### AIM
Please retype all of the material below word for word, leaving the pictures out of your answer.

Location annotation dataset excerpts
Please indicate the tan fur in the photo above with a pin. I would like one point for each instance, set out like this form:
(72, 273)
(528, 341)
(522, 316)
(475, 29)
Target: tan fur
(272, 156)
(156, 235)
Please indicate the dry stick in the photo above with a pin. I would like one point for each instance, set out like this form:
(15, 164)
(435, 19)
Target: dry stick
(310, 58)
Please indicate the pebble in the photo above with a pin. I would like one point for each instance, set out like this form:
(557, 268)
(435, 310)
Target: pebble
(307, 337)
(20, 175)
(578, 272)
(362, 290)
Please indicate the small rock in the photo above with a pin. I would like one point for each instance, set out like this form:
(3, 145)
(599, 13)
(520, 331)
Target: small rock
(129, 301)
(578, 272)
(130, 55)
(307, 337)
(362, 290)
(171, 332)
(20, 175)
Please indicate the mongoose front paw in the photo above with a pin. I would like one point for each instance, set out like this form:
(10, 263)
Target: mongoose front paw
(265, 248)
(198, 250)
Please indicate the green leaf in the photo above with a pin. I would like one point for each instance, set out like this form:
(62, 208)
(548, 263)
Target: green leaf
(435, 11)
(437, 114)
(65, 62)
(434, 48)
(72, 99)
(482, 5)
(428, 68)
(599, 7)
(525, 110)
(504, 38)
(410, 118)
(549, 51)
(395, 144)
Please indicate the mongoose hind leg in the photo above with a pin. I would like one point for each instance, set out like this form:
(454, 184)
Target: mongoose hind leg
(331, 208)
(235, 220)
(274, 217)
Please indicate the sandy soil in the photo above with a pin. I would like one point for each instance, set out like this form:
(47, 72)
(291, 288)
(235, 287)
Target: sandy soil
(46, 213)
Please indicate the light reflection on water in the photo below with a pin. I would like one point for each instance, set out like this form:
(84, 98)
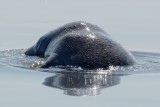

### COMPLETE OUTPUT
Please indicate the tan fur in the photo above with a pin. I would like one point for each instance, set out like this form:
(72, 273)
(528, 341)
(522, 316)
(475, 29)
Target: tan fur
(272, 156)
(156, 235)
Please indicate the dry stick in the photo above with a pin. I would like one point for each instance, set out like this form:
(15, 164)
(435, 19)
Target: dry stick
(310, 58)
Please indicate the pebble in the photo above with a pin. I would like one point for each instance, set out like this form:
(557, 268)
(435, 310)
Target: pebble
(307, 337)
(20, 175)
(578, 272)
(362, 290)
Please indicate the small rock in the photo above with a pin. I would like one point for each instance, set out like this form:
(3, 145)
(599, 13)
(520, 331)
Target: small rock
(129, 301)
(578, 272)
(130, 55)
(307, 337)
(362, 290)
(171, 332)
(20, 175)
Please indicate the mongoose front paw in the photo above with a pin. I would like one point for each instance, set out like this form:
(10, 263)
Target: mongoose front paw
(265, 248)
(198, 250)
Please indicate the green leaf in the photo above with a pin. I would like one point for each instance, set out like this form:
(62, 208)
(548, 263)
Target: green leaf
(435, 11)
(437, 114)
(65, 62)
(434, 48)
(72, 99)
(482, 5)
(428, 68)
(599, 7)
(525, 110)
(504, 38)
(410, 118)
(549, 51)
(395, 144)
Please indicate the mongoose hind leg in the photo above with a pin. I would like one point for each instance, set out like this form:
(454, 184)
Target: mongoose hind leg
(331, 208)
(235, 220)
(274, 217)
Please indicate the sandy soil in the photo above with a pin. I would like one point for each instance, set out like this form:
(47, 72)
(291, 288)
(235, 287)
Target: sandy soil
(46, 213)
Please indicate the light reflection on water in the photo below with a pin. I would like one point for each instance, set out like this form:
(84, 98)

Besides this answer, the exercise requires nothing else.